# WHAT TO DO:
1: List every car model name that appears in the GTO article, giving each name once.
2: Answer these questions from the GTO article, one line each:
(a) What was the GTO's body-colored nose called?
(b) How many GTOs were sold in '68?
(c) In which state is Beaterville?
3: Extend the GTO article, starting right after its last sentence.

Nope, I haven’t found a genuine Curbside Classic GTO, yet. There was a time when GTOs in this kind of condition were plentiful, but those days are pretty much gone, even in Beaterville, Oregon. But then lowly A-Body coupes in gray primer aren’t exactly dime-a-dozen anymore, and this one is an almost perfect time capsule from say, the late seventies or early eighties. That’s when every kid who fancied himself a goat could buy a Tempest or LeMans coupe from the woman down the street, who was now married with kids and had just bought a new Olds Cutlass Supreme.
Yes, GM really dominated this segment of the market, as we’ve documented in the CC Complete Cutlass Chronicles. And although the Cutlass eventually rose to the top of the mid-sized heap, the Pontiacs acquitted themselves fairly well, thanks in large part to the huge success of the GTO. And although the GM A-Body coupes shared the same basic shell, the Pontiac’s distinctive beak made it highly unmistakable.
The GTO’s “Endura” body-colored nose gave it more street cred than ever, since one could tell it was the genuine article a block away. And the styling impact it made on the global industry is not to be underestimated. Let’s face it: the ’69 GTO’s front predicted every modern car: no chrome bumpers, and a face integrated into a soft-plastic front end. Pontiac was still at the height of its game.
Although the ’68 GTO was the high water mark in terms of sales (88k), not everyone could quite afford one,
like this very (trying hard to be) prim and demure secretary ready to take dictation: “Yes, Mr. Niedermeyer; what can I do for you?” Take off those ridiculous fake glasses, for starters. What agency sent you anyway? Oh, right; Sterling Cooper.

# DATA BLOCK:
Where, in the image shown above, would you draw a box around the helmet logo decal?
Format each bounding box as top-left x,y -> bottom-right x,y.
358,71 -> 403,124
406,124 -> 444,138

# ANSWERS BY TASK:
1: GTO, Tempest, LeMans, Olds Cutlass Supreme, Cutlass

2:
(a) Endura
(b) 88k
(c) Oregon

3:
When I was hard at work setting a new record for how long one could last at Loyola High School without ever doing a stitch of homework (two years), there was a fund-raising raffle each fall. The prize was a low end Tempest, a ’68 and a ’69, obviously donated by an alum who owned a Pontiac store. They even had the OHC six, which frankly was not a common sight in these cars by this time.
I always thought it was pretty tacky to raffle a stripper car; I mean if you’re going to gamble, go for the gold. Or at least a nicely equipped LeMans coupe, which was by far the best seller of the bunch. But then it undoubtedly wouldn’t have come with the OHC six, which was an engine that had a powerful thrall over me at the time. I was much happier opening the hood of the prize car, and poring over its details than facing another Latin class with old Buck (seven of them per week!).
Little did I know at the time that 1969 would be the last year for that engine. It was a short run indeed, all of four years, before nobody gave a damn about it anymore. It was of course all part of the John DeLorean years at Pontiac, when the efforts to pop out of the GM gray-flannel suit approach resulted in everything from the rear transaxle – irs 1961 Tempest, to the OHC six.
In reality, the Sprint six never did quite fit where cars were going in the late sixties, as well as the price of gas, which continued to drop in inflation-adjusted real terms, and even more so in terms of the (then) growing real wages. By 1969, sixes were strictly for the (genuinely) primmest of secretaries, or raffle-mobiles.
This shot from the 1968 brochure shows not only the last gasp effort to market the higher-performance four-barrel Sprint six, but a specific car that I have never, ever seen in the world. In fact, I didn’t know it existed: a Tempest (not LeMans) convertible with the Sprint package. Now that’s probably worth something today; much rarer than the GTO by a long shot. “The Great Impostor” indeed. I might have assumed they were referring to the GTO, but the text refers to “those low-slung, high-priced jobs from across the sea”. Seriously, who were they really targeting the Sprint to? Austin-Healey 3000 buyers?
One of the problems with the Sprint six, in its 215/230 hp four barrel form, was that it really needed the four-speed stick to function as intended, as the Pontiac two-speed automatic made a very poor companion.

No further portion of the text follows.